*Given passage*:
-- START --
The Royal Sultanate of Sulu and North Borneo isn’t much to look at. It’s a two-story house in a ramshackle Manila neighborhood where beggars jostle for sidewalk space with elderly ladies selling baskets of dried fish and teenagers running photocopier stalls.

OB-WS726_sultan_D_20130318065317James Hookway/The Wall Street Journal

Jamalul Kiram III, the 74-year-old self-declared Sultan of Sulu, has made a centuries-old claim to the Malaysian state of Sabah.

But this is the operations hub for Jamalul Kiram III, the 74-year-old self-declared Sultan of Sulu whose audacious attempt to enforce his family’s centuries-old claim to the Malaysian state of Sabah has so far claimed over 70 lives, and put his tiny kingdom at the center of Asia’s confusing and deadly mosaic of overlapping territorial claims.

“Everybody knows I’m the rightful owner of Sabah. All we want is for Malaysia to recognize it, too,” Mr. Kiram said during a break in discussions with supporters here recently.

Wearing a bright sarong and a grubby “I Love Kuala Lumpur” T-shirt, he explained that he doesn’t really want to govern Sabah. Rather, he says he just wants the same status accorded to other sultans in Malaysia, such as the Sultan of Johor or Sultan of Perak – and some money to help him lead a royal lifestyle.

So, last month Mr. Kiram dispatched around 200 followers, many of whom were heavily armed, to make the short hop from his ancestral stamping grounds in the Sulu archipelago of the southern Philippines to Malaysia-controlled Borneo.

Celia Kiram, the self-declared sultan’s wife, signs for the receipt of a subpoena from the Philippines’ National Bureau of Investigation to help with their inquiries.

After a lengthy stand-off in a coastal village, Malaysian security forces launched air strikes and sent in ground troops to flush out the intruders. In the following days, 62 Filipinos, nine Malaysian security personnel and one civilian were killed in clashes while governments in Kuala Lumpur and Manila scrambled to contain the political fallout in both countries. Malaysian Prime Minister Najib Razak, with an election due soon, said he had to act swiftly to protect Malaysia’s territorial integrity, and many of the Kiram family’s supporters are still on the run in Sabah as Filipino prosecutors wonder whether they can charge Mr. Kiram with violating any Philippine laws.

As bizarre as all this seems, Mr. Kiram’s quest isn’t as Quixotic as claiming to be the rightful monarch of, say, France.

OB-WS730_sultan_D_20130318071311The Royal Sultanate of Sulu and North Borneo is in a ramshackle Manila neighborhood.

Despite having no formal political power, the Sultanate of Sulu commands considerable respect among many Muslim Filipinos. In the past, it helped unify warring tribes in the fractious southern Philippines. The family also believes it has a legitimate claim to Sabah, after the Sultan of Sulu granted the territory to the Kirams in 1704 in return for helping to crush a rebellion, and the Philippine government has never fully relinquished its claim, either.

Looking on at the carnage from his crumbling Manila home, Mr. Kiram reckons his mission has partly succeeded. Among other things, the Sabah invasion has helped put his family’s claim back on the international map alongside other disputes, such as a border row between Thailand and Cambodia and China’s tussles with Vietnam and other countries over which nation controls parts of the South China Sea.
-- END --
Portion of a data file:
-- START --
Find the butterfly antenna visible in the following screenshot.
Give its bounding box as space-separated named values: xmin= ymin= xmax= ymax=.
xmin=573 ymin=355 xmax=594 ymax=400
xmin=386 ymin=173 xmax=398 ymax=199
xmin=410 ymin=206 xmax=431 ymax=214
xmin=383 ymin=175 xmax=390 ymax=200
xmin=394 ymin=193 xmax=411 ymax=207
-- END --
-- START --
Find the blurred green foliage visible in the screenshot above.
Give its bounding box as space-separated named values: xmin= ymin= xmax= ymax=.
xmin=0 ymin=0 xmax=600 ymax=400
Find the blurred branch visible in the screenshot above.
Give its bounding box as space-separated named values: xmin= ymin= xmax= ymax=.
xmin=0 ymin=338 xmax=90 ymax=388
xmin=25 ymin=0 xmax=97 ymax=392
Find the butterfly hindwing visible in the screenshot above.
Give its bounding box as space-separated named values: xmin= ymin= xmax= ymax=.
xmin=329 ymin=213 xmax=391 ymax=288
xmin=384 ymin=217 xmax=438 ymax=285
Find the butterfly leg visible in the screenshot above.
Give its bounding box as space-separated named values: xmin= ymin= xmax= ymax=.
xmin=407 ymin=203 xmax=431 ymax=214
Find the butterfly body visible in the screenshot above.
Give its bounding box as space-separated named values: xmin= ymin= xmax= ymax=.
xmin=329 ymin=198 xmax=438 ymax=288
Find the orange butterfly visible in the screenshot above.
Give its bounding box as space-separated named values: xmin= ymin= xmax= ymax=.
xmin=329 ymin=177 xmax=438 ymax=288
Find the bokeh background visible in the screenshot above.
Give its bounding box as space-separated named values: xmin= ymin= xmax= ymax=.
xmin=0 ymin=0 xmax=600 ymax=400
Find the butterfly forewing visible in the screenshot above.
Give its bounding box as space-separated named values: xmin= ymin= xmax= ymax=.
-- END --
*Challenge*: Write the next part of the article on the Sultan of Sulu's claim to Sabah, picking up after its final paragraph. These records were drawn from a separate source.

*Answer to this task*:
The Philippine government, meanwhile, says it is now examining how it can revive the Sabah claim peacefully. “I have a responsibility to dissect history in search of these truths, and from there, to lay down the direction that our country will take as regards Sabah – a direction that I guarantee you will not involve the use of violence,” President Benigno Aquino III said Monday.

And as far as Mr. Kiram is concerned, it’s not a moment too soon.

Family members say Mr. Kiram is running out of time. He undergoes kidney dialysis at least twice a week at a cost of $120 per session. The 5,300 ringgit, or about $1,700, that the Malaysian government pays his family each year in an archaic form of rent doesn’t come close to covering it, and his poor health is depleting his savings.

His siblings are also aging – an important consideration given that the line of royal succession in the Sulu sultanate passes from brother to brother like in Saudi Arabia, rather than father to son, as in Britain. The brother commanding the Sabah invasion and now on the run, for instance, is 70-year-old retired woodwork teacher Agbimuddin Kiram.

“A lot of us want to see something happen now before it is too late,” says Celia Kiram, the sultan’s wife. “We’ve made proposals to Malaysia and to Malacanang,” she said, referring to the Philippines’ presidential palace. “But nothing has happened.”

A succession of governments in the Philippines has struggled with the Kiram family’s claim to Sabah. In 1902, American writer George Ade wrote a comic opera called “The Sultan of Sulu” that poked fun at the U.S.’s efforts to govern its new colonial possession after winning the islands from Spain in 1898. The musical revolved around Sultan Jamalul Kiram I’s colorful appetites, including his clumsy attempts to woo the schoolmarms sent by U.S. President William McKinley to help educate the islanders about American ways.

In 1915, Sultan Jamalul Kiram II abdicated his formal powers, and in 1963 Sabah, which the Kiram family had leased to the British North Borneo Company, was formally folded into modern-day Malaysia – enraging the Kiram family for generations to come.

The modern-day Philippine government has occasionally raised the claim to Sabah, too. In 1968, former president Ferdinand Marcos hatched a plan to train Muslim soldiers to invade and annex Sabah, but it was aborted when the recruits rebelled. Dozens were massacred.

Last year, current President Benigno Aquino III appeared to put the dispute to bed by describing the country’s claim to Sabah as dormant. Malaysia, meanwhile, helped broker a breakthrough peace agreement between the Philippine government and the Moro Islamic Liberation Front, the largest of the Muslim rebel groups operating in the south of the predominantly Christian Philippines.

Those events raised fears among senior members of the Kiram family that Manila would relinquish the Philippines’ claim to Sabah, and also sideline the clan from a new power structure forming in the chaotic islands of the southern Philippines that would be dominated by the Islamic Front.

But by making an armed invasion of Sabah, some members of the Kiram clan fear Mr. Kiram has blown the family’s chances of getting a settlement, as well as complicating life for some 800,000 Filipinos who live and work in the state, who now fear being viewed by Malaysian security forces as potential collaborators with the intruders.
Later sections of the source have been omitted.